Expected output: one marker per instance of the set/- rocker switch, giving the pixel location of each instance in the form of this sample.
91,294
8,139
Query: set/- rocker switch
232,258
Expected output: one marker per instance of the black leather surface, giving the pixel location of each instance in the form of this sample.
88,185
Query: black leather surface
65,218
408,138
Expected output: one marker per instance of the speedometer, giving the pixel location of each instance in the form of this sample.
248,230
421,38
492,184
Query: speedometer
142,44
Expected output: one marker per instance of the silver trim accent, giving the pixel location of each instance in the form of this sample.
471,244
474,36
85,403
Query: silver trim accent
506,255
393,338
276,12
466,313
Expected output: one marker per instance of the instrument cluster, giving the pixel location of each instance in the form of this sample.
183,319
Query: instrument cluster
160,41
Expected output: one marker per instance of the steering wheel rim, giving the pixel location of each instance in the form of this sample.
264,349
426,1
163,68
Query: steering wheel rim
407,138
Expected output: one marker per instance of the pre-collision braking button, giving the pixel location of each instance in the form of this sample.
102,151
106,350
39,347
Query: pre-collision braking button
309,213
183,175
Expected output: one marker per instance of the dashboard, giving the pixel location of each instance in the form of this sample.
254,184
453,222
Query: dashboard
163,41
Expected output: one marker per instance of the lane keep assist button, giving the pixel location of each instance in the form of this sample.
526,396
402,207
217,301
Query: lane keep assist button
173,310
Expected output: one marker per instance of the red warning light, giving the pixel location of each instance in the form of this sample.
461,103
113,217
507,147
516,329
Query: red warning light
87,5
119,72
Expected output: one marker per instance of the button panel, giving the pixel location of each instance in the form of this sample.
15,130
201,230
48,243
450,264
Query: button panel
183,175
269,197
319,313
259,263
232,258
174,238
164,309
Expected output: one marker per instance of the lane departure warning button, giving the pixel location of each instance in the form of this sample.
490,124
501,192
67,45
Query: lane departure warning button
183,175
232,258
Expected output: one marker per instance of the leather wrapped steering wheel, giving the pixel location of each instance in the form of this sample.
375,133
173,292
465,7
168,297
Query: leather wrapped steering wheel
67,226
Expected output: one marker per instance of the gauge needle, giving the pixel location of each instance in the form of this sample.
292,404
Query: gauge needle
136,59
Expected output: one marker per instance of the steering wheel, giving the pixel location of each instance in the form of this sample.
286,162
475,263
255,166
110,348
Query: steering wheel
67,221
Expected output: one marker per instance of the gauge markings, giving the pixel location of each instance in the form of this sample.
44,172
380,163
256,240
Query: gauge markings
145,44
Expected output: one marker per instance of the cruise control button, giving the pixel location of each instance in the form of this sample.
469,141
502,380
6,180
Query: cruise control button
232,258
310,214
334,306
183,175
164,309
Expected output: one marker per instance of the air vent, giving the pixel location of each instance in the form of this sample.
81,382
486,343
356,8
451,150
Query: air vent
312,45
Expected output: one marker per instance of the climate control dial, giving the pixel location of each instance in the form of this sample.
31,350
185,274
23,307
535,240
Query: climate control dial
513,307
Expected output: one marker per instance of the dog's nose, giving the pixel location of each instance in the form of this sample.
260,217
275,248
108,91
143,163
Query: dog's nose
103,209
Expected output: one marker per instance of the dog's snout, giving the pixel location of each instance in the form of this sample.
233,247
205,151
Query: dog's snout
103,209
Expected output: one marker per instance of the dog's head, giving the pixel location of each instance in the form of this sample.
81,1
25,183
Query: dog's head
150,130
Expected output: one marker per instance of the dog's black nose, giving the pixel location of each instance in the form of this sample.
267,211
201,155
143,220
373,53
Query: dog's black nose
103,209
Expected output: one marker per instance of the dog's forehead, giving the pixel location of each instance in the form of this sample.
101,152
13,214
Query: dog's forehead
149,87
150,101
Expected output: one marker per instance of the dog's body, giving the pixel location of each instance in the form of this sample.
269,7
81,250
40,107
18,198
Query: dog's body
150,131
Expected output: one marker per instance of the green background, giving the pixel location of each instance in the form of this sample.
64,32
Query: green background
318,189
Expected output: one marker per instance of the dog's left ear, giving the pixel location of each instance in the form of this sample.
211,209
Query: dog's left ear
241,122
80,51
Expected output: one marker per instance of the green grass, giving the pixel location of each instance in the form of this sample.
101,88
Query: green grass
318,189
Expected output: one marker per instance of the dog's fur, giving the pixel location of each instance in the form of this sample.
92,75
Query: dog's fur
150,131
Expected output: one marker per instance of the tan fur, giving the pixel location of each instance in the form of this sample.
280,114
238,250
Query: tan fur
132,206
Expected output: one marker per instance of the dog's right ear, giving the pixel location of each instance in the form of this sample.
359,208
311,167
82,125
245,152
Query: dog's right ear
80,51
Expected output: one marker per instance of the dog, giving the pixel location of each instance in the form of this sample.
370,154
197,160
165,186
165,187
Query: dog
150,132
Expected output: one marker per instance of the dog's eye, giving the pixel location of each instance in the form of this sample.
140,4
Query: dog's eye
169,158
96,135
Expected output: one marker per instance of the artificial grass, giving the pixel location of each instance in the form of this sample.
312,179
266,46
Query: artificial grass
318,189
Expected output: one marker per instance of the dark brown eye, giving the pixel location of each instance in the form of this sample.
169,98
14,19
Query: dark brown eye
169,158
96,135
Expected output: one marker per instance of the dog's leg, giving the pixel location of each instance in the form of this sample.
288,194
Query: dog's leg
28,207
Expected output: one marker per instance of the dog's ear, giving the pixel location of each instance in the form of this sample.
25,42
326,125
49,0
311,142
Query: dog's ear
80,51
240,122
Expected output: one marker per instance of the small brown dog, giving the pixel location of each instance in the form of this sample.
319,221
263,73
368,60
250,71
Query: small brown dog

::::

PROBLEM STATEMENT:
If a line of the data above contains "small", copy it out.

OUTPUT FOR THIS TASK:
Expected output: one marker per instance of the small brown dog, giving the pixel location of each instance in the form of this sample.
Query: small brown dog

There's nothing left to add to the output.